Source →
####
The photos from the MLive article are the best collection of recent photos. We hope to have Andrew Pielage here this summer to photograph. FYI, the house was put on the National Register of Historic Places shortly after this article ran.
I have another question for you: your dining chairs represent a unique design among all Usonian furnishings, I think, in that they have a seat which appears identical (in the one or two photos I can find) to the hassocks made for the house---to which has been added a frame supporting the back.
Can you tell me if the seat is in fact identical to the hassock in every way ? Does the seat come off the back frame ?
Thanks for your kind attention to our ramblings here at Wright Chat !
My husband and son (6'8") also have to duck to get through a doorway - at least the ceilings are vaulted throughout the house!
####
Tasks for this exercise →
(A) According to the Wright Chat posts, what happened to the house shortly after the MLive article ran?
(B) Copy out the Wright Chat posts, beginning at the words "The photos from" and ending after "throughout the house!", with "dining chairs" swapped for "kitchen chairs".
(C) In the Wright Chat posts, why does the writer consider the dining chairs a unique design among Usonian furnishings?
Please rely only on the Wright Chat posts for your answers.
####
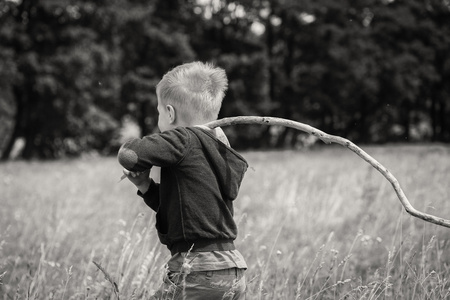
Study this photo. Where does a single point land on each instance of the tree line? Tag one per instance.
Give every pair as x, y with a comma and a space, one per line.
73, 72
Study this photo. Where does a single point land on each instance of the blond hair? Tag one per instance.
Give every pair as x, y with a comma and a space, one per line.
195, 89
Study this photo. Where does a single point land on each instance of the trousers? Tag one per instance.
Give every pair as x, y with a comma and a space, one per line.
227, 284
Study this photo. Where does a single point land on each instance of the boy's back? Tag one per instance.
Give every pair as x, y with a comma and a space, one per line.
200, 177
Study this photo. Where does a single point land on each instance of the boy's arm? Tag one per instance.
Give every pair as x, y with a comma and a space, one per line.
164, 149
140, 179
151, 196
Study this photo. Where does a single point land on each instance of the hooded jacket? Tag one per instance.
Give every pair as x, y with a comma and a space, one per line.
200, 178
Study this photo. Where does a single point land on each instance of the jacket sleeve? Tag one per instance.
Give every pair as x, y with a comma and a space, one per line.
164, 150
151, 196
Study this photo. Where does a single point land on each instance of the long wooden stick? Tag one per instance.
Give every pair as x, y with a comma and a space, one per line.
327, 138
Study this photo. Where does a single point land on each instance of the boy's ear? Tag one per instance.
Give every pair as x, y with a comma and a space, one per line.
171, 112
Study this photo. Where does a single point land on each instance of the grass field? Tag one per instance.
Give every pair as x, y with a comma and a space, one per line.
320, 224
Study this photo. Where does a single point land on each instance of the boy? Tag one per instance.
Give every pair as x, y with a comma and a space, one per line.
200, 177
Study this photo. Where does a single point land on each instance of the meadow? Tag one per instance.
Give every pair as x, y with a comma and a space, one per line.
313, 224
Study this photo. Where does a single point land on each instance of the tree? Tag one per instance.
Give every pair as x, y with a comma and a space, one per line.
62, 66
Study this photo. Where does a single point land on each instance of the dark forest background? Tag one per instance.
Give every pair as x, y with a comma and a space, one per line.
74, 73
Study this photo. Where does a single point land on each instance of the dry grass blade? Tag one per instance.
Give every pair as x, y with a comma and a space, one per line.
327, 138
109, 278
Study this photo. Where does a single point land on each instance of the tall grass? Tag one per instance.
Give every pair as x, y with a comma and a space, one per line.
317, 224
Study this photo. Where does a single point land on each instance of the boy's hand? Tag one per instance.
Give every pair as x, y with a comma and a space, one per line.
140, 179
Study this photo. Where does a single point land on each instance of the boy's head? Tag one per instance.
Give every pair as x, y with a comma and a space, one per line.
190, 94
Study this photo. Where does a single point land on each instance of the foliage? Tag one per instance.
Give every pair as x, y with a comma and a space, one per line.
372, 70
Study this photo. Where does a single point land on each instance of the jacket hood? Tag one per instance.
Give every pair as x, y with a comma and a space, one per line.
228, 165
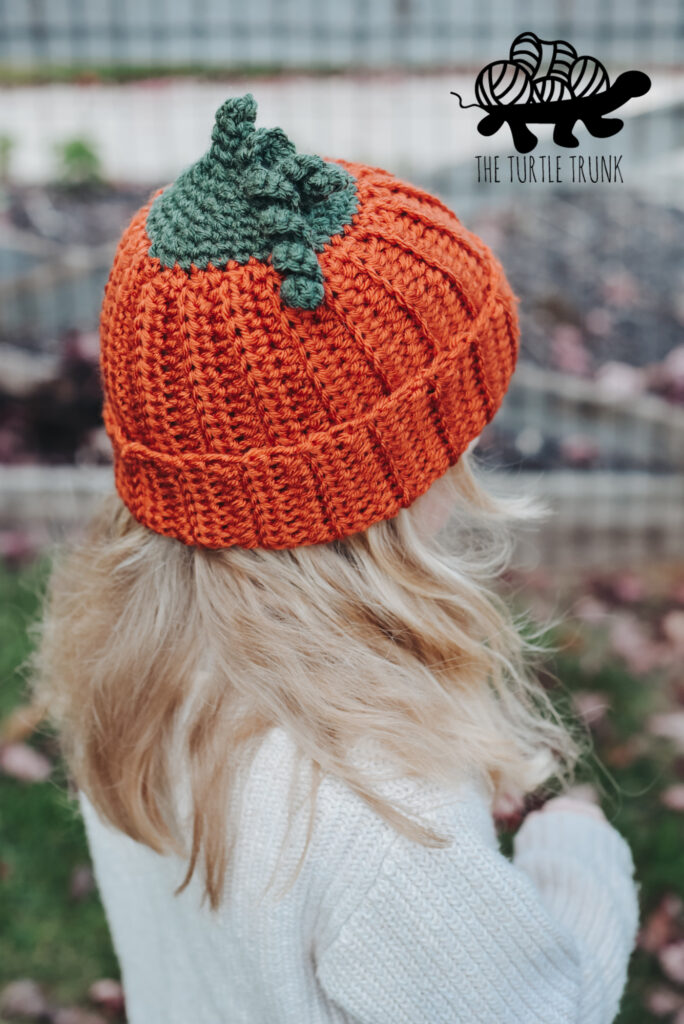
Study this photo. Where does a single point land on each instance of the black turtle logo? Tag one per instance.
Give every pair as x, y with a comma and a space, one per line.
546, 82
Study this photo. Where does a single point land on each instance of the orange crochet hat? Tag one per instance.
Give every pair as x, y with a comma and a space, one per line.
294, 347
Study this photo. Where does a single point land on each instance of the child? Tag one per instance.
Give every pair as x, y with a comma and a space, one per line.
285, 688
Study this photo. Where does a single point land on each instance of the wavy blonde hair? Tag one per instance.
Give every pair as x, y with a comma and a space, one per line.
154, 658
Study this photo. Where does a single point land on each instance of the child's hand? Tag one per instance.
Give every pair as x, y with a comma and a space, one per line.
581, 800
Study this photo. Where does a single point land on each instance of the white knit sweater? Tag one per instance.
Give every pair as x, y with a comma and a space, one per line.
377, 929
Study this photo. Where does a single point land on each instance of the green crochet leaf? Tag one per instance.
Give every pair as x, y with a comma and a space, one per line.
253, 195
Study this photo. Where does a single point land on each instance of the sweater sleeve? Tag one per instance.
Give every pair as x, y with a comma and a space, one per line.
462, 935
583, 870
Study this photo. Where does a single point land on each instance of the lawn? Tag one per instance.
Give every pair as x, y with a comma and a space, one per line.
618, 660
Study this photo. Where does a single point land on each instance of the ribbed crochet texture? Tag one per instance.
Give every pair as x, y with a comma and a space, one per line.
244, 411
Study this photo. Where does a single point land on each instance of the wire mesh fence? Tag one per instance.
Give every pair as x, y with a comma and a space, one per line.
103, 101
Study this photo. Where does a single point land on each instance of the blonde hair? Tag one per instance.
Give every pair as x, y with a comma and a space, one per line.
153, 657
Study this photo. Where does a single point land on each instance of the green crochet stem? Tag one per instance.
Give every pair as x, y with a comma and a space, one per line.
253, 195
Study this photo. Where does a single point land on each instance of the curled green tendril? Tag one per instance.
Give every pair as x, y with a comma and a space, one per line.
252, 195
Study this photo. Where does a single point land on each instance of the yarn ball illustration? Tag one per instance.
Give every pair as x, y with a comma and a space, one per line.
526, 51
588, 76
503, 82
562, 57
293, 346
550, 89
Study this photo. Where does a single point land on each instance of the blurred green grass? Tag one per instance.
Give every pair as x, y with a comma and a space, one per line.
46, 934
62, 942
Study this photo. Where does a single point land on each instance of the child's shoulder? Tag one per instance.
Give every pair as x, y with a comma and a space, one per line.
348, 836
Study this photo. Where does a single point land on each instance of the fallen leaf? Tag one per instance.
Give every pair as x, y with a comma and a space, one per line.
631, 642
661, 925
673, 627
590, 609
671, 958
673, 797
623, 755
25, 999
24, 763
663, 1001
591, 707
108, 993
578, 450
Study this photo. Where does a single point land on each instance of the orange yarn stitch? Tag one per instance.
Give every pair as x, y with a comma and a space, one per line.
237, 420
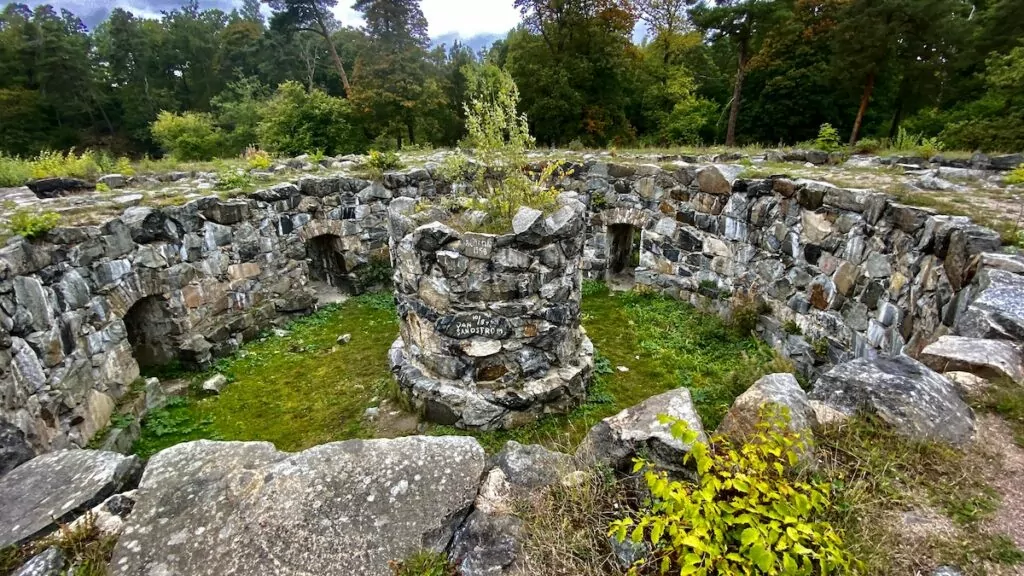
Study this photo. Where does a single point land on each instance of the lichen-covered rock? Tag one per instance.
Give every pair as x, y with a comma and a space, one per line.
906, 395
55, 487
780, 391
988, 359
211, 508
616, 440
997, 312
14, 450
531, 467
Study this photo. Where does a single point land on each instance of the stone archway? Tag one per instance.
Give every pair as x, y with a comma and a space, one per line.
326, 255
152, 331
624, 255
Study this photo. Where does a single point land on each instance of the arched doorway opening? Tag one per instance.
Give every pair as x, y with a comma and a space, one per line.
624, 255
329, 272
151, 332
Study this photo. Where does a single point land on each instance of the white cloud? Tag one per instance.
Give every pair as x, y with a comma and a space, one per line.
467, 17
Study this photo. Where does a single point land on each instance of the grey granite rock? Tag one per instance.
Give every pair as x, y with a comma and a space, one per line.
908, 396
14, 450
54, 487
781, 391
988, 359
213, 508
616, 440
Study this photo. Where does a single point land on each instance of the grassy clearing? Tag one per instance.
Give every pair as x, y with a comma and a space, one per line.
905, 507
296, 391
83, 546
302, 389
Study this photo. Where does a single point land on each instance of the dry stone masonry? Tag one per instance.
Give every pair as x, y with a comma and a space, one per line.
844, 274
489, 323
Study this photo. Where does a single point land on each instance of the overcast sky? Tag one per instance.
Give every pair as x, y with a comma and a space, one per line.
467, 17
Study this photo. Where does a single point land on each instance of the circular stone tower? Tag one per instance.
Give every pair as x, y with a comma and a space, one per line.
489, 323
####
Exercise results →
(A) It was put on the National Register of Historic Places.

(B)
The photos from the MLive article are the best collection of recent photos. We hope to have Andrew Pielage here this summer to photograph. FYI, the house was put on the National Register of Historic Places shortly after this article ran.
I have another question for you: your kitchen chairs represent a unique design among all Usonian furnishings, I think, in that they have a seat which appears identical (in the one or two photos I can find) to the hassocks made for the house---to which has been added a frame supporting the back.
Can you tell me if the seat is in fact identical to the hassock in every way ? Does the seat come off the back frame ?
Thanks for your kind attention to our ramblings here at Wright Chat !
My husband and son (6'8") also have to duck to get through a doorway - at least the ceilings are vaulted throughout the house!

(C) Their seat appears identical to the hassocks made for the house, with a frame added to support the back.